Stored items:
>> BEGIN
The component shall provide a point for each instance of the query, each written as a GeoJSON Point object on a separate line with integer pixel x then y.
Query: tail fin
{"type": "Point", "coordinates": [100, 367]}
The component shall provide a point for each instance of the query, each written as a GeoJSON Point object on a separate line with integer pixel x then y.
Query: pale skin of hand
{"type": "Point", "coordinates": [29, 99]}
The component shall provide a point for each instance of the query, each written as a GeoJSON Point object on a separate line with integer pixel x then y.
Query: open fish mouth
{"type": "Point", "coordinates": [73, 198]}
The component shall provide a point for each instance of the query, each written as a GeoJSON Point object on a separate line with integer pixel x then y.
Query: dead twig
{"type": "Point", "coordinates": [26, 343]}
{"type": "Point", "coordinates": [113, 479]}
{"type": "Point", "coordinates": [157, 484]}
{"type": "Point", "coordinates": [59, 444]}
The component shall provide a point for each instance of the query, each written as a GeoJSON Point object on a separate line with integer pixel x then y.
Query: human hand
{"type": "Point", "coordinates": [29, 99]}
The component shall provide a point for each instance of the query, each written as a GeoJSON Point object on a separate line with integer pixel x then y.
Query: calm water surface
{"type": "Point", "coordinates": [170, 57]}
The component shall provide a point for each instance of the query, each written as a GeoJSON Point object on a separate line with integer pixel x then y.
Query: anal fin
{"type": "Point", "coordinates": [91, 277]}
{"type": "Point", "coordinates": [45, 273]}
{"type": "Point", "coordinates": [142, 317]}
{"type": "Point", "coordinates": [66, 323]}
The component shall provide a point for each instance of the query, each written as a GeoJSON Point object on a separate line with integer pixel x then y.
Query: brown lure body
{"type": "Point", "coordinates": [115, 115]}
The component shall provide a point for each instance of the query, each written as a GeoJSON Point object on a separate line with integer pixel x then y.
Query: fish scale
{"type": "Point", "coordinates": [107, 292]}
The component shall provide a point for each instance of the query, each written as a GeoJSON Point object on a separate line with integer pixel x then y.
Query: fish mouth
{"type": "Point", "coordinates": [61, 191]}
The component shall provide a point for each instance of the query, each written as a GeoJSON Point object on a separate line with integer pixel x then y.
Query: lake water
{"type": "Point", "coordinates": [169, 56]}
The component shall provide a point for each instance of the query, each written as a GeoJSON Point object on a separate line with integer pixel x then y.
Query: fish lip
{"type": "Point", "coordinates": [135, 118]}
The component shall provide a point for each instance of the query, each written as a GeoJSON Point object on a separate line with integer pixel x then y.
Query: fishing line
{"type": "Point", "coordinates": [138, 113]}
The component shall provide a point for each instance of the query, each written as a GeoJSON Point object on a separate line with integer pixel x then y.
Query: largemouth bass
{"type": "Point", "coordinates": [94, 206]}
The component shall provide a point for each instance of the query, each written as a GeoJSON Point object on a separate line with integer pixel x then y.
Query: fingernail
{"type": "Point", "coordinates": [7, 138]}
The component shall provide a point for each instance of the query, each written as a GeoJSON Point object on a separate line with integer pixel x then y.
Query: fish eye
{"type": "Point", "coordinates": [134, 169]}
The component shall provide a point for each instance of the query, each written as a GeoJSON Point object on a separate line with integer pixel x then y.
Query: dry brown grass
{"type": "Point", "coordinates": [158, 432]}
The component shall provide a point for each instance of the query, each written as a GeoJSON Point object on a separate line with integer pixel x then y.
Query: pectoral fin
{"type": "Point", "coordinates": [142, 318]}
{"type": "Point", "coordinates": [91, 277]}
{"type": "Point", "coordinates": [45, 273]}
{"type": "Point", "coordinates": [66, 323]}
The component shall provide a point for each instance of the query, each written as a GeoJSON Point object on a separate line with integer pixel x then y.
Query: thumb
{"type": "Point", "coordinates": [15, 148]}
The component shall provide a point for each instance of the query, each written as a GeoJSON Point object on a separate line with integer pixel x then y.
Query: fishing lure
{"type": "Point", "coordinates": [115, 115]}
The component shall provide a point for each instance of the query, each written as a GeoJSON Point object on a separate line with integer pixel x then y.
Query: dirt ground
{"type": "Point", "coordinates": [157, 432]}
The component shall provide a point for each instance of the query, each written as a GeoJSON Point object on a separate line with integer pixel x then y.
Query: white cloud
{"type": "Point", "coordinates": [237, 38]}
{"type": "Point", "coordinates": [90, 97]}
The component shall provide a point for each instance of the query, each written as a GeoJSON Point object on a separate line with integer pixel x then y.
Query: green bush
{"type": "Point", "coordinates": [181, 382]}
>> END
■ **AIM OF THE EXERCISE**
From the records above, extract every line exactly as it stands.

■ **FINISHED EXERCISE**
The component shall provide a point for each instance of the query, each written as a GeoJSON Point object on a separate line with integer pixel x then y.
Query: tail fin
{"type": "Point", "coordinates": [100, 367]}
The component shall provide a point for each instance of the query, each written as a GeoJSON Point object on a separate line with integer pixel x then y.
Query: pale skin of hand
{"type": "Point", "coordinates": [29, 99]}
The component shall provide a point for each instance of the query, each written as a GeoJSON Point object on a separate line with integer pixel x then y.
Query: open fish mouth
{"type": "Point", "coordinates": [73, 198]}
The component shall provide a point for each instance of the query, each written as a GeoJSON Point object on a separate line with integer pixel x then y.
Query: dead twig
{"type": "Point", "coordinates": [26, 343]}
{"type": "Point", "coordinates": [113, 479]}
{"type": "Point", "coordinates": [157, 484]}
{"type": "Point", "coordinates": [59, 444]}
The component shall provide a point for each instance of the query, each written as a GeoJSON Point object on a separate line with integer pixel x then y.
Query: human hand
{"type": "Point", "coordinates": [29, 99]}
The component shall provide a point for each instance of the query, each written as a GeoJSON Point object on a separate line with integer pixel x then y.
Query: calm water surface
{"type": "Point", "coordinates": [170, 57]}
The component shall provide a point for each instance of the query, each written as a GeoJSON Point object on a separate line with integer pixel x then y.
Query: anal fin
{"type": "Point", "coordinates": [91, 277]}
{"type": "Point", "coordinates": [45, 273]}
{"type": "Point", "coordinates": [142, 317]}
{"type": "Point", "coordinates": [66, 323]}
The component shall provide a point for each instance of the query, each written as a GeoJSON Point object on a separate line with integer pixel x then y.
Query: brown lure body
{"type": "Point", "coordinates": [115, 115]}
The component shall provide a point for each instance of the query, each written as a GeoJSON Point object on a separate line with integer pixel x then y.
Query: fish scale
{"type": "Point", "coordinates": [107, 292]}
The component shall provide a point for each instance of the query, each written as a GeoJSON Point object on a separate line with integer pixel x then y.
Query: fish mouth
{"type": "Point", "coordinates": [61, 191]}
The component shall provide a point for each instance of the query, each written as a GeoJSON Point object on a separate line with integer pixel x then y.
Query: lake water
{"type": "Point", "coordinates": [169, 56]}
The component shall provide a point for each instance of the query, each written as a GeoJSON Point object on a separate line with integer pixel x then y.
Query: fish lip
{"type": "Point", "coordinates": [135, 118]}
The component shall provide a point for each instance of the query, each written as a GeoJSON Point object on a separate line with integer pixel x then y.
Query: fishing line
{"type": "Point", "coordinates": [138, 113]}
The component shall provide a point for each instance of the query, each written as a GeoJSON Point object on a separate line with integer pixel x then y.
Query: largemouth bass
{"type": "Point", "coordinates": [94, 206]}
The component shall provide a point for each instance of the query, each written as a GeoJSON Point object on a separate line with integer pixel x then y.
Query: fingernail
{"type": "Point", "coordinates": [7, 138]}
The component shall provide a point for each instance of the query, each written as a GeoJSON Point object on a separate line with integer pixel x then y.
Query: fish eye
{"type": "Point", "coordinates": [134, 169]}
The component shall provide a point for each instance of the query, each written as a GeoJSON Point object on a separate line with integer pixel x then y.
Query: dry brown grass
{"type": "Point", "coordinates": [158, 432]}
The component shall provide a point for each instance of the query, each written as a GeoJSON Point object on a separate line with integer pixel x then y.
Query: pectoral fin
{"type": "Point", "coordinates": [142, 318]}
{"type": "Point", "coordinates": [91, 277]}
{"type": "Point", "coordinates": [45, 273]}
{"type": "Point", "coordinates": [66, 323]}
The component shall provide a point for each instance of the query, each written as a GeoJSON Point object on a separate line with integer pixel x then y.
Query: thumb
{"type": "Point", "coordinates": [15, 148]}
The component shall provide a point for each instance of the query, each written as a GeoJSON Point object on a separate line with integer pixel x then y.
Query: fishing lure
{"type": "Point", "coordinates": [115, 115]}
The component shall provide a point for each instance of the query, each written as a GeoJSON Point object on a separate line with integer pixel x then y.
Query: dirt ground
{"type": "Point", "coordinates": [157, 432]}
The component shall provide a point for each instance of the query, each written as a GeoJSON Point object on a separate line with integer pixel x then y.
Query: white cloud
{"type": "Point", "coordinates": [237, 38]}
{"type": "Point", "coordinates": [90, 97]}
The component shall provide a point for each instance of the query, each written as a GeoJSON Point object on a separate line with integer pixel x then y.
Query: green bush
{"type": "Point", "coordinates": [181, 382]}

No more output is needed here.